* Work required *
Show every line of the records below that contains the word "neck", copying each such line in full. Case counts.

* Dataset entries *
#####

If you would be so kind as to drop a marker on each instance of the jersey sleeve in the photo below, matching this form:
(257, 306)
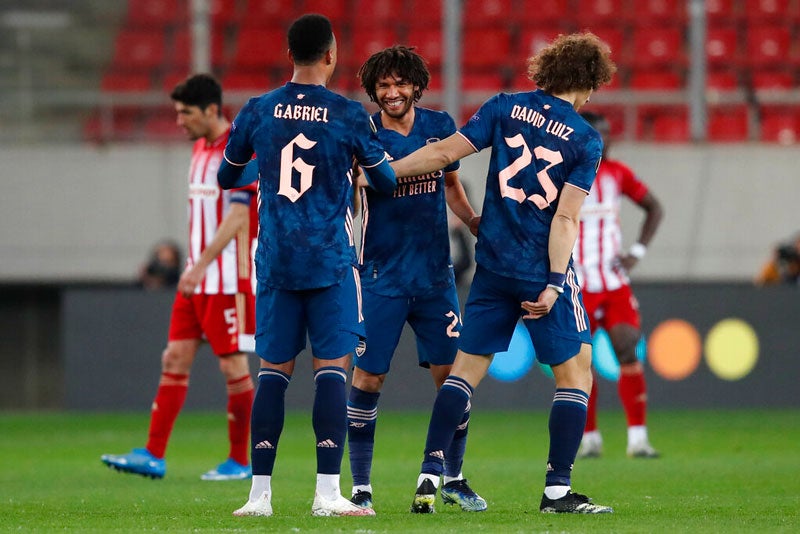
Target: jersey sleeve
(583, 174)
(367, 147)
(239, 149)
(631, 186)
(479, 129)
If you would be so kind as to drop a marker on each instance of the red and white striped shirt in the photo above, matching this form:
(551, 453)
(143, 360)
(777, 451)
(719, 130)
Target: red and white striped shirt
(232, 270)
(599, 243)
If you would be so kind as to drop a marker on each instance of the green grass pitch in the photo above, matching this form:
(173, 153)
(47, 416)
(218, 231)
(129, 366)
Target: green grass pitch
(721, 471)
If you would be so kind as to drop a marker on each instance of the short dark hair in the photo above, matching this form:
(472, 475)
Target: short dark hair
(310, 36)
(400, 61)
(575, 62)
(199, 90)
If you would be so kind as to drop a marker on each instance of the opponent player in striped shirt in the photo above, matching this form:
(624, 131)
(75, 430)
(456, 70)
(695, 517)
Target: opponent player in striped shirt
(602, 266)
(307, 139)
(543, 162)
(406, 270)
(215, 300)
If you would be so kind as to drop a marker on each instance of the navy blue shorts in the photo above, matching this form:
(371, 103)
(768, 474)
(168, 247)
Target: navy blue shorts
(494, 307)
(435, 319)
(331, 317)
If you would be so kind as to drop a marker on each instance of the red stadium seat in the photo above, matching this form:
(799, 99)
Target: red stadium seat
(139, 49)
(667, 124)
(760, 11)
(486, 47)
(126, 81)
(486, 12)
(375, 14)
(181, 52)
(722, 11)
(260, 48)
(780, 125)
(156, 13)
(657, 80)
(766, 80)
(366, 41)
(426, 14)
(728, 123)
(428, 43)
(266, 13)
(658, 46)
(648, 11)
(543, 13)
(768, 45)
(335, 10)
(601, 12)
(722, 46)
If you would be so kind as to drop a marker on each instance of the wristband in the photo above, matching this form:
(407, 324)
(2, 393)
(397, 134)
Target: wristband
(556, 281)
(637, 250)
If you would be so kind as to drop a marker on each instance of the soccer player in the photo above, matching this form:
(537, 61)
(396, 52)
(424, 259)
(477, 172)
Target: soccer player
(543, 162)
(602, 267)
(215, 300)
(307, 139)
(406, 270)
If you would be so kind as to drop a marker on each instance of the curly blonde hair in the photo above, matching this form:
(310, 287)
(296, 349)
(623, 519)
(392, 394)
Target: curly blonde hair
(574, 62)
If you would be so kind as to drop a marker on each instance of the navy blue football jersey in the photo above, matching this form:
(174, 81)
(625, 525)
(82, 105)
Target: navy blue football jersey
(306, 138)
(406, 247)
(539, 144)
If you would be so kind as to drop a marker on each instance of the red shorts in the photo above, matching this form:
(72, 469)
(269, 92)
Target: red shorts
(227, 322)
(609, 308)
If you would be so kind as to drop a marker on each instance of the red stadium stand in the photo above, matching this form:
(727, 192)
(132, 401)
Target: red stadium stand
(486, 12)
(649, 11)
(260, 48)
(542, 13)
(658, 46)
(658, 80)
(266, 13)
(156, 13)
(139, 49)
(765, 80)
(428, 43)
(667, 124)
(366, 41)
(426, 14)
(126, 81)
(376, 14)
(768, 45)
(486, 47)
(729, 123)
(722, 46)
(761, 11)
(335, 10)
(601, 12)
(722, 11)
(780, 125)
(181, 52)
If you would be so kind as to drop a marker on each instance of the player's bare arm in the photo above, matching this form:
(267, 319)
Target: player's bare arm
(433, 157)
(458, 202)
(563, 232)
(654, 213)
(238, 217)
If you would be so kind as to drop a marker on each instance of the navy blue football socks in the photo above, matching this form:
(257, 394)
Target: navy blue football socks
(266, 420)
(362, 416)
(329, 418)
(567, 419)
(448, 410)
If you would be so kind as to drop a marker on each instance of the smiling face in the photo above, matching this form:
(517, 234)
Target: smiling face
(195, 121)
(395, 96)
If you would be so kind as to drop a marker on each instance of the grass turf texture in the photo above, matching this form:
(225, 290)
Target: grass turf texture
(721, 471)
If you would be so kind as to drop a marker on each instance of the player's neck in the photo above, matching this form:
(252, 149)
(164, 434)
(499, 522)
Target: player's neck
(402, 125)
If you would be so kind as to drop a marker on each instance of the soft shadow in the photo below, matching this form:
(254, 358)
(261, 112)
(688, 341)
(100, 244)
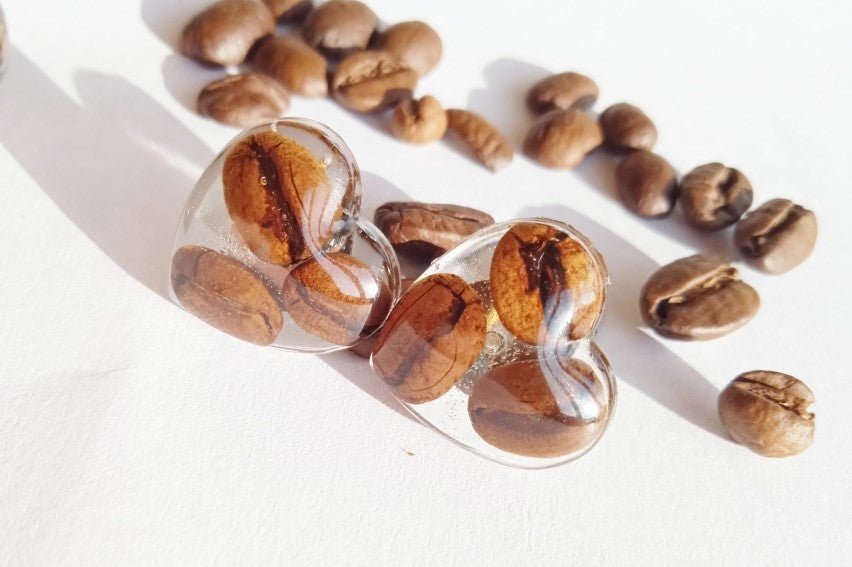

#####

* Response to this task *
If you would be so kind as to drop a marker on each instance of the player's neck in the photo above, matching this form:
Target: player's neck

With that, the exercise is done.